## Task inputs
○ ○ ○ ○ ○

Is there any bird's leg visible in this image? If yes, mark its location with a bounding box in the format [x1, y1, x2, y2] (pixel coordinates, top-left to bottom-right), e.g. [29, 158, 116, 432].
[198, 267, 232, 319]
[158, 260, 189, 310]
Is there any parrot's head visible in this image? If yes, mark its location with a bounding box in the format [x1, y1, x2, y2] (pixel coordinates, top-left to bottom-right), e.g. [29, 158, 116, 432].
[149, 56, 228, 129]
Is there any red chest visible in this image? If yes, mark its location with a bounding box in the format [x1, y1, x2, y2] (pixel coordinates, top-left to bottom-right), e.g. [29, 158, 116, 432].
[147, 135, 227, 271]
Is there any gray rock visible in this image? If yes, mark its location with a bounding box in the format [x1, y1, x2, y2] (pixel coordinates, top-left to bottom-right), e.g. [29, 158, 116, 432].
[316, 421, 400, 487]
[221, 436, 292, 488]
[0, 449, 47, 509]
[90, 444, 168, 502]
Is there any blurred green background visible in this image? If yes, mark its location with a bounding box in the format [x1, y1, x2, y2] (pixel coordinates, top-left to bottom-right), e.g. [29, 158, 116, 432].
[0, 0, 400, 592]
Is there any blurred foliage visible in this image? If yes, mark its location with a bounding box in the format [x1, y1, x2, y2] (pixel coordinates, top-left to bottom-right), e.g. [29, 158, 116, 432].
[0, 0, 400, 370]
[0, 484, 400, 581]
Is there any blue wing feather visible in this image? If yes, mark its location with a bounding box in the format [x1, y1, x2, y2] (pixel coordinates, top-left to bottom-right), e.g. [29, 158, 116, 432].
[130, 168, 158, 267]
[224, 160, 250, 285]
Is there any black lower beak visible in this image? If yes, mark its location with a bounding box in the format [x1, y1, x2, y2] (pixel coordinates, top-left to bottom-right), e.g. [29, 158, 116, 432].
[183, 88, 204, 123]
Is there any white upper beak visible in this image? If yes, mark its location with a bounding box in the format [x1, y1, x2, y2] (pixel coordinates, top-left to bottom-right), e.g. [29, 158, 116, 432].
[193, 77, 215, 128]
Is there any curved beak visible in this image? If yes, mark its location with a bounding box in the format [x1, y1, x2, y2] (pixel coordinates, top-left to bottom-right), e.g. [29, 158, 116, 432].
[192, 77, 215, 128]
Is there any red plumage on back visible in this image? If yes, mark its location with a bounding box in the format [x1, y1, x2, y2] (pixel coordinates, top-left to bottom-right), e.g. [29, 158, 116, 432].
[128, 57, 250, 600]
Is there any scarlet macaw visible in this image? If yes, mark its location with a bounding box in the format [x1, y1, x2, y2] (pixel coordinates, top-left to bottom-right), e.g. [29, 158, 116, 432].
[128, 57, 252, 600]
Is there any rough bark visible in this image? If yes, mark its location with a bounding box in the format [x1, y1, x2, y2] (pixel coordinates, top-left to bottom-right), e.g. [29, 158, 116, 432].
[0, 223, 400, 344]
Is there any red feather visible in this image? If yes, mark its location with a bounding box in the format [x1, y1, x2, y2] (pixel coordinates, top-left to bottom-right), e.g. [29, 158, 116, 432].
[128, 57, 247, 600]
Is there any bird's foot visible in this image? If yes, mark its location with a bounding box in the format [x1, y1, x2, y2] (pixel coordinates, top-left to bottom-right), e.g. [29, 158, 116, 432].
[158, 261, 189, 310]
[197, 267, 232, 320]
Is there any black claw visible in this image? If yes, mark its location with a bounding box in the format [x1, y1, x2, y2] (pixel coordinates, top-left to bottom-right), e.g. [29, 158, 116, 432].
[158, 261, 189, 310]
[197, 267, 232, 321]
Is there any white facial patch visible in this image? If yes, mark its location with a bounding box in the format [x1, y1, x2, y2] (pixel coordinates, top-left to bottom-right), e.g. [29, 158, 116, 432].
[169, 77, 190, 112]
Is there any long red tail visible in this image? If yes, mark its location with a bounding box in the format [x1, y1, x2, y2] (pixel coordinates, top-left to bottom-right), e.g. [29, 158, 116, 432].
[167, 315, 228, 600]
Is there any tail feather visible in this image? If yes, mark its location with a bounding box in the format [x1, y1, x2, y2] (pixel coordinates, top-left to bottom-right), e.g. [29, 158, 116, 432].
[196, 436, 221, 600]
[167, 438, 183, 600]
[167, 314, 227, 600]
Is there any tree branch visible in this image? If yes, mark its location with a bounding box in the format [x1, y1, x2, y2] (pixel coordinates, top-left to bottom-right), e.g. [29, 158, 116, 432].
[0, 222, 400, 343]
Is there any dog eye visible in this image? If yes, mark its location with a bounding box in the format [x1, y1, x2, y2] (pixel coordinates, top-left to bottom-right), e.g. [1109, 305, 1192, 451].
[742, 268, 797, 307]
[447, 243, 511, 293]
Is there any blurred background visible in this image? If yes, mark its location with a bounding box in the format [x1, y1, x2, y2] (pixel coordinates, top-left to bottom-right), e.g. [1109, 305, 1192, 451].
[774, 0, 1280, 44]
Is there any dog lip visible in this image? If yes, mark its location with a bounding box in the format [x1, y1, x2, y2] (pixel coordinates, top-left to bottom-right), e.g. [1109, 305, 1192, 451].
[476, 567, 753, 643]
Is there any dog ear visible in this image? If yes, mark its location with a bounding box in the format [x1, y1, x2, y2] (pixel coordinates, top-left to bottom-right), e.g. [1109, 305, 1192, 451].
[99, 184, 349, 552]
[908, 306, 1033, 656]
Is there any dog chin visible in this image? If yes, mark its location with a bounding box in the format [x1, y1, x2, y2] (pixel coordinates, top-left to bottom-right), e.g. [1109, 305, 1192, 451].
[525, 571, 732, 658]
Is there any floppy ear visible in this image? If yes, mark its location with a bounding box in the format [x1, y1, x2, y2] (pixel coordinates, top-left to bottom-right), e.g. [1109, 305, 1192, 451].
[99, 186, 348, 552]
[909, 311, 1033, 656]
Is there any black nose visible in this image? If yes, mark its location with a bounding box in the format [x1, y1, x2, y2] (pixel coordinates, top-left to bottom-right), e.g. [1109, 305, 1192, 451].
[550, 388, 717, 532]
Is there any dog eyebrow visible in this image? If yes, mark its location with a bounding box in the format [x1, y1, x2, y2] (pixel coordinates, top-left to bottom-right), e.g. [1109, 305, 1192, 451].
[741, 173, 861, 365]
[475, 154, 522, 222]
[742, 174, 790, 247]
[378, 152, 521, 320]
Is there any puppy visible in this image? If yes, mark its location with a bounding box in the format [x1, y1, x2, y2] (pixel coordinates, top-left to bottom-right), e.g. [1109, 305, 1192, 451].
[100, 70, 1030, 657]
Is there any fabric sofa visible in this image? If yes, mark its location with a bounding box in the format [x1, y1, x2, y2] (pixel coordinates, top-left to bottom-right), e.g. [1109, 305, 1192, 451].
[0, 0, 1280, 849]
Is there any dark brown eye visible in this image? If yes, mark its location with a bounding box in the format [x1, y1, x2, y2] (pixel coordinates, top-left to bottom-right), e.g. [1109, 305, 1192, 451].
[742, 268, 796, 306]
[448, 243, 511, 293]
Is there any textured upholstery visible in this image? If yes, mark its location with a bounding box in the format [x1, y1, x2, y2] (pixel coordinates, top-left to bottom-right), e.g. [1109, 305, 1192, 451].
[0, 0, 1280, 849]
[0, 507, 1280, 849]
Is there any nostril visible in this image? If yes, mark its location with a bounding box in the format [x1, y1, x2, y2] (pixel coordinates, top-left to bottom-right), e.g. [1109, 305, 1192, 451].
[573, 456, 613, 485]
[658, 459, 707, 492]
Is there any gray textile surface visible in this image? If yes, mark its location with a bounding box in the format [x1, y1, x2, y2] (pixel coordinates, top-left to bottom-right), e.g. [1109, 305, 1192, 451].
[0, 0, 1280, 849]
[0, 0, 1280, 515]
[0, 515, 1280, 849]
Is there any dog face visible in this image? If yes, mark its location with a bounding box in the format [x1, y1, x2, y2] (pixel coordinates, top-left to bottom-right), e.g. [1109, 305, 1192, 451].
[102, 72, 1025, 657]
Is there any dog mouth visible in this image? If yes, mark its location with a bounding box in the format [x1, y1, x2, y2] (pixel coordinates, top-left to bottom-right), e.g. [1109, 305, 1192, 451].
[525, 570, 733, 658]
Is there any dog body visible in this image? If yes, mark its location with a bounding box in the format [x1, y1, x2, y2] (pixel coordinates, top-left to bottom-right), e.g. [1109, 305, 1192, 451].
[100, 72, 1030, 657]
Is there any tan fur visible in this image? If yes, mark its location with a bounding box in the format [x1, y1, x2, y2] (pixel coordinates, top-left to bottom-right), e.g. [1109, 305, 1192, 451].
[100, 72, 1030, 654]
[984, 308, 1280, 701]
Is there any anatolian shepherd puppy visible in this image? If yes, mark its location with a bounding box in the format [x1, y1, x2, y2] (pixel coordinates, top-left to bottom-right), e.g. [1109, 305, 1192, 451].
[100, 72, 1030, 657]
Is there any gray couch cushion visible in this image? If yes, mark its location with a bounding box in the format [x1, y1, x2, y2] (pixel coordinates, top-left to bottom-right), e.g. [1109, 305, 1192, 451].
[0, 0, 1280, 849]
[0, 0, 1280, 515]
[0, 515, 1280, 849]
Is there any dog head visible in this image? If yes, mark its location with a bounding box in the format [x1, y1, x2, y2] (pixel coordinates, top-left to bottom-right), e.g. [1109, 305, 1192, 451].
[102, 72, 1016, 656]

○ ○ ○ ○ ○

Set down the data again exactly, from the line containing "Is there any red plumage" through the line containing "[128, 57, 250, 600]", including both of those lines.

## Task solution
Is there any red plumage on back visible in this image? If yes, mark its location with a bounding box in the format [x1, y1, x2, y2] (pixel coordinates, top-left to bottom-right), e.g. [29, 158, 116, 432].
[128, 57, 250, 600]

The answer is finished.